▶ _Exercise requirements_
Format every line of the material below as a JSON list of strings, one string per line, skipping any blank lines.

Named object pointing material:

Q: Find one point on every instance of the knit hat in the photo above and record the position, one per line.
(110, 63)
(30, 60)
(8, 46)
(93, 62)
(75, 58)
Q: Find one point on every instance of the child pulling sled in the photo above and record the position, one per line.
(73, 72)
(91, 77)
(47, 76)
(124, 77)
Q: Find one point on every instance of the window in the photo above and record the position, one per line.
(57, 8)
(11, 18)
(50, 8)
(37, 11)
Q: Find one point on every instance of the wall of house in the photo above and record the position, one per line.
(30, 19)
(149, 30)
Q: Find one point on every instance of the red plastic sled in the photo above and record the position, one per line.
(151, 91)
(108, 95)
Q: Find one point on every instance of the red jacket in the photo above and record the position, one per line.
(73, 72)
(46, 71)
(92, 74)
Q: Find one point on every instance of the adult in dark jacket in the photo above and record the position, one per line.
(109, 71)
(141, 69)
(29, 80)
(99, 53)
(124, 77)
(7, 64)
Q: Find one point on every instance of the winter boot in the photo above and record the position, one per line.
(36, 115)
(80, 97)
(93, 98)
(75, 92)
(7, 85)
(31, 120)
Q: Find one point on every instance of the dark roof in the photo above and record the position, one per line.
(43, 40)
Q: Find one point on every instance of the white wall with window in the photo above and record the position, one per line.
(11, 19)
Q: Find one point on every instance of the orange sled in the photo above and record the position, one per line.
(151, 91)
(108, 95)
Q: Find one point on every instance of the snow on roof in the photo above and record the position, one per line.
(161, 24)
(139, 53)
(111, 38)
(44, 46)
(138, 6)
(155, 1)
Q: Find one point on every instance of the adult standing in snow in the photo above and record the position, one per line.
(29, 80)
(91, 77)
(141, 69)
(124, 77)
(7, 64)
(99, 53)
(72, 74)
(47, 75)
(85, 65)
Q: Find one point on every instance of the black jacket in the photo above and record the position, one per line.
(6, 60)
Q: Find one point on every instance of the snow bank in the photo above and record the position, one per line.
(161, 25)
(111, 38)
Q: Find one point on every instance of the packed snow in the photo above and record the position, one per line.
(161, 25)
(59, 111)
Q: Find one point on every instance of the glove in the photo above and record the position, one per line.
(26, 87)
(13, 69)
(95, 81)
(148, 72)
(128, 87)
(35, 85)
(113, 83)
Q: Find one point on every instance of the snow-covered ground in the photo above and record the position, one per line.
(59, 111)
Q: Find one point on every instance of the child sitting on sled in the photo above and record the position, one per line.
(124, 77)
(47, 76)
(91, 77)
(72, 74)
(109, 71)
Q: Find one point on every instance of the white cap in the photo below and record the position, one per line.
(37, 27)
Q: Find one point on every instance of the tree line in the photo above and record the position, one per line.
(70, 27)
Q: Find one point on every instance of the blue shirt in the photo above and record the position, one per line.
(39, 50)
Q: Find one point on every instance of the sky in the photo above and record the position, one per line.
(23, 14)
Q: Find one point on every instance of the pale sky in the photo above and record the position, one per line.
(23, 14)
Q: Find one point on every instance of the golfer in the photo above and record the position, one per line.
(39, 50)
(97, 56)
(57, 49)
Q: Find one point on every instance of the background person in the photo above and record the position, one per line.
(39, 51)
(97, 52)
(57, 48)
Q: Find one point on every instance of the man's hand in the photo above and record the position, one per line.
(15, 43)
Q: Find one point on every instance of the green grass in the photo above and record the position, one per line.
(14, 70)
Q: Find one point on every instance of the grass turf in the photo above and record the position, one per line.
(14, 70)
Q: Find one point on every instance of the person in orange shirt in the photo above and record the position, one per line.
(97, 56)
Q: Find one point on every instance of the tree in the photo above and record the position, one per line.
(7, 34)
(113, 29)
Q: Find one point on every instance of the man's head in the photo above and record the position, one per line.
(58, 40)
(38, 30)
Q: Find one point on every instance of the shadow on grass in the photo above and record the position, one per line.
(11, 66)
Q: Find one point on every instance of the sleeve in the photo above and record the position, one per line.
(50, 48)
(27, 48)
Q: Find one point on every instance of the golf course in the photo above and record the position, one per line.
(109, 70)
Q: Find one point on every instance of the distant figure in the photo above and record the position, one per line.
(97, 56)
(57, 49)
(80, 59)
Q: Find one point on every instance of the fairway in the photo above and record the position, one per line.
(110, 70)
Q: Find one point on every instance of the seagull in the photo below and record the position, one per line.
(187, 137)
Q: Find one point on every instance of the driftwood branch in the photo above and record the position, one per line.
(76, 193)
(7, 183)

▶ _Task output_
[
  "Q: Find one point on every instance of the knit hat in the photo above and record the position, one per line.",
  "(110, 63)",
  "(30, 60)",
  "(8, 46)",
  "(93, 62)",
  "(75, 58)",
  "Q: Find one point on every instance of the child pulling sled in the photo above and record the position, one per line.",
  "(73, 72)",
  "(91, 77)",
  "(47, 76)",
  "(124, 77)",
  "Q: Find one point on every instance of the window in the photo above and record the position, one per line.",
  "(57, 8)",
  "(11, 18)",
  "(50, 8)",
  "(37, 11)",
  "Q: Find one point on every instance of the wall of house in the photo above and record the position, one per line.",
  "(30, 19)",
  "(149, 30)",
  "Q: Find one point on every instance of the red plastic sled in the photo above and record the position, one per line.",
  "(151, 91)",
  "(108, 95)",
  "Q: Find one point on every instance of the red jacket in the photo above and record the position, one per line.",
  "(73, 72)",
  "(46, 71)",
  "(92, 74)",
  "Q: Find one point on every instance of the adult in dark jacket in the photo above and record the position, one per line.",
  "(109, 71)",
  "(141, 69)",
  "(29, 80)",
  "(99, 53)",
  "(124, 77)",
  "(7, 64)",
  "Q: Find one point on every instance of the winter boot in the photo above and record the position, one per line.",
  "(36, 115)",
  "(80, 97)",
  "(93, 98)",
  "(75, 92)",
  "(7, 85)",
  "(31, 120)",
  "Q: Find one point on every instance of the dark roof in the photo above and record the position, one per line.",
  "(43, 40)",
  "Q: Find one point on every instance of the white wall with window in the photo above and record the position, one per line.",
  "(11, 19)",
  "Q: Find one point on every instance of the orange sled in the photo above and record the position, one per line.",
  "(151, 91)",
  "(108, 95)",
  "Q: Find one point on every instance of the snow on roof in the photo above and record the position, one per line.",
  "(161, 24)",
  "(139, 53)",
  "(111, 38)",
  "(44, 46)",
  "(138, 6)",
  "(155, 1)",
  "Q: Find one point on every instance of the adult standing in snow in the photo above and record the position, one per line.",
  "(29, 80)",
  "(91, 77)",
  "(141, 69)",
  "(124, 77)",
  "(7, 64)",
  "(99, 53)",
  "(72, 74)",
  "(47, 75)",
  "(85, 65)",
  "Q: Find one point on every instance of the black jacket in the photo above and record the position, one per line.",
  "(6, 60)",
  "Q: Find one point on every instance of the snow bank in the photo above and record the position, one per line.",
  "(161, 25)",
  "(111, 38)",
  "Q: Find one point on every instance of the packed snow in the photo above and record the position, one per line.",
  "(161, 25)",
  "(59, 111)",
  "Q: Find one point on every instance of the glove in the photo above and record the position, one per line.",
  "(26, 87)",
  "(13, 69)",
  "(95, 81)",
  "(148, 72)",
  "(128, 87)",
  "(35, 85)",
  "(113, 83)",
  "Q: Find one point on every instance of the snow-covered ground in the photo above and record the position, one per line.",
  "(59, 111)",
  "Q: Find one point on every instance of the child sitting on sled in the photo above and record the position, one per line.",
  "(124, 77)",
  "(47, 76)",
  "(91, 77)",
  "(72, 74)",
  "(109, 71)",
  "Q: Find one point on every instance of the white cap in the photo below and record the position, one per line.",
  "(37, 27)",
  "Q: Find one point on every instance of the tree line in the photo above and record the position, one per line.",
  "(70, 27)",
  "Q: Find one point on every instance of the blue shirt in the photo above and record the position, one per line.",
  "(39, 50)",
  "Q: Find one point on every instance of the sky in the photo above and record the position, one per line.",
  "(23, 14)",
  "Q: Find one point on every instance of the pale sky in the photo above and record the position, one per line.",
  "(23, 14)",
  "Q: Find one point on every instance of the golfer in the photo above and record the position, one per line.",
  "(39, 50)",
  "(97, 56)",
  "(57, 49)",
  "Q: Find one point on every instance of the background person in the photo above and record the position, one per line.",
  "(39, 51)",
  "(97, 52)",
  "(57, 48)",
  "Q: Find one point on every instance of the man's hand in the photo above and record the position, one per line.",
  "(15, 43)",
  "Q: Find one point on every instance of the green grass in the photo above and record the position, one per line.",
  "(14, 70)",
  "Q: Find one point on every instance of the grass turf in the photo above and record the position, one per line.",
  "(14, 70)",
  "Q: Find one point on every instance of the person in orange shirt in the photo above and record the position, one per line.",
  "(97, 56)",
  "Q: Find one point on every instance of the tree in the photo above and record the position, one per line.",
  "(7, 34)",
  "(113, 29)",
  "Q: Find one point on every instance of the man's head in the photo above and record the position, one per line.",
  "(58, 40)",
  "(38, 30)",
  "Q: Find one point on every instance of the shadow on grass in the photo above and record the position, one per line.",
  "(11, 66)",
  "Q: Find one point on every instance of the sleeve in the photo above and record the position, one per line.",
  "(50, 48)",
  "(27, 48)",
  "Q: Find one point on every instance of the golf course in the photo above and record the position, one per line.",
  "(109, 70)",
  "Q: Find one point on every instance of the distant figure in the photo above and record the position, one per line.",
  "(97, 56)",
  "(57, 49)",
  "(80, 59)",
  "Q: Find one point on every instance of the fairway in the photo above and record the position, one per line.",
  "(110, 70)",
  "Q: Find one point on every instance of the seagull in the photo below and record the position, one per line.",
  "(187, 137)",
  "Q: Find one point on every instance of the driftwood branch in the photo above and record the position, one per line.",
  "(76, 193)",
  "(7, 183)"
]